>> begin Supplied passage

# Breaker not tripped, yet no power??



## bbray1012 (Jun 23, 2010)

Hello!! My first thread! First of all, circuit was fine yesterday. When I got home from work, the circuit for my bath and one bedroom wasn't working: the circuit breaker never tripped, just the line is dead.  Any thoughts?? I'm very much a novice at this, so bear with me.  There isn't a GFCI circuit.


----------



## kok328 (Jun 23, 2010)

Welcome aboard bbray!
Actually, a GFIC protected outlet or GFIC breaker is required by code if there is an outlet in the bathroom.
The GFIC outlet does not necessarily have to be in the bathroom but, the outlet must be GFIC protected.  Check the entire home (inside & outside) for a GFIC outlet and press the "test" button to see if it pops out.  Then press the "reset" button to see if it stays in.  Anything short of that would require further testing with a volt/ohm meter and some removal/inspection of the outlet(s) in question.
Post back if you still need help resolving this issue.


----------



## TxBuilder (Jun 23, 2010)

Well put kok328.


----------



## bbray1012 (Jun 23, 2010)

After further inspections, I still have found no GFIC outlets anywhere. My son's bedroom is on the same circuit as my bath and bedroom and he has power. I'm assuming then that there is an open circuit somewhere? I'm not sure how to troubleshoot this problem. I just bought the house a month ago, and it was built in 1954. Any thoughts would be greatly appreciated.


----------



## bbray1012 (Jun 23, 2010)

Hey I got it!!!  It was a broken wire in one of the bedroom outlets. Sparked like crazy when I checked it with a nite light!! Scared the pants off of me!!  Thanks for the help anyways!!

>> end Supplied passage

Given request 1
Translate this sentence from the dead-circuit thread into Spanish: "My son's bedroom is on the same circuit as my bath and bedroom and he has power."
Given request 2
Continue the dead-circuit thread with the next post after its final message.

>> begin Records provided

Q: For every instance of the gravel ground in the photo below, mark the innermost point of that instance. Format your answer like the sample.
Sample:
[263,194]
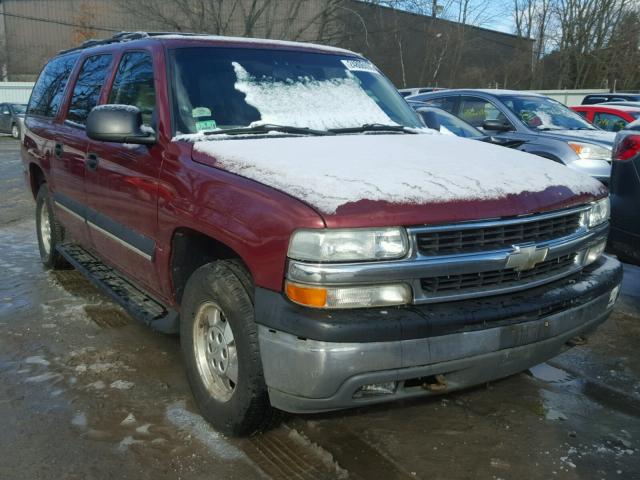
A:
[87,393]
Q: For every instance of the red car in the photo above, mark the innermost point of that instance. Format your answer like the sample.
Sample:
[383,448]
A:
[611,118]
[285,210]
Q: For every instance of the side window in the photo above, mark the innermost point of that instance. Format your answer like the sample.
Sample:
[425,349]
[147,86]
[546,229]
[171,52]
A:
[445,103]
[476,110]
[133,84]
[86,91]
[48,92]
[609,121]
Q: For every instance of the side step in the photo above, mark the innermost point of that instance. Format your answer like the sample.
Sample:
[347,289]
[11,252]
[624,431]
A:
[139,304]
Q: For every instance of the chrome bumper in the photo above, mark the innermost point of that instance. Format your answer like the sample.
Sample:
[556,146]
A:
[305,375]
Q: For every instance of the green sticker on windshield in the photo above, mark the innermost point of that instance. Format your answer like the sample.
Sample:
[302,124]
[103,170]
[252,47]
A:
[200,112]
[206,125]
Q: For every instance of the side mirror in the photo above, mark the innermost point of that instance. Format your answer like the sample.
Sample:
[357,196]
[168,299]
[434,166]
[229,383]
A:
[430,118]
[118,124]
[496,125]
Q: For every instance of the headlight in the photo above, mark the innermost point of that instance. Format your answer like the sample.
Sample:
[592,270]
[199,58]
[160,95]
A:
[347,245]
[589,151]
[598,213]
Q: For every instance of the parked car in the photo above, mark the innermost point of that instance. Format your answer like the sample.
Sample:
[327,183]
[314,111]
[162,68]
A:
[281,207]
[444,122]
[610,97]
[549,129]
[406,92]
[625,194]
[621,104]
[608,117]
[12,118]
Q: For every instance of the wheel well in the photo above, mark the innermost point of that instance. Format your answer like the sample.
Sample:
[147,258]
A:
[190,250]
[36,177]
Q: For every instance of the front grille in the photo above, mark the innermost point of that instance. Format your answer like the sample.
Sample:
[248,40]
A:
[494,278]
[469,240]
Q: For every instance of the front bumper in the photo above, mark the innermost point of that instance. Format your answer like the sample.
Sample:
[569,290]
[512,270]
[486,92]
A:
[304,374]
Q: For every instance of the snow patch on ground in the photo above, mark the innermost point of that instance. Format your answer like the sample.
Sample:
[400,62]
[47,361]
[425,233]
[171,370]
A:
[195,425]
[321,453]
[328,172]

>> end Records provided

Exercise output 1
El dormitorio de mi hijo está en el mismo circuito que mi baño y mi dormitorio, y él tiene electricidad.

Exercise output 2
----------



## kok328 (Jun 23, 2010)

Glad you found the problem.
However, you may want to consider installing a GFIC outlet in the bathroom & kitchen; after you put your pants back on (LOL).
This is more for you and your family's protection rather than code requirements.


----------



## inspectorD (Jun 24, 2010)

I agree with KOK, it's about your families saftey for a few bucks. And while you do the kitchen and bath, I would also do any exterior outlets and the garage too. 
Isn't electricity fun. wakes ya right up.


----------



## bbray1012 (Jun 25, 2010)

My house does not have any grounded outlets. I'm not sure, but you cannot install a GFIC outlet unless the wiring is grounded, correct?? Any thoughts, other than completely re-wiring the house??


----------



## inspectorD (Jun 26, 2010)

Not true, to keep it simple, a GFCI works because there is an imballance in the load path and return wire...nothing to do with having a ground.
It is there so you do not become the path.
But upgrading the wiring is the best idea, till then a gfci in anyplace that has water is a solid fix.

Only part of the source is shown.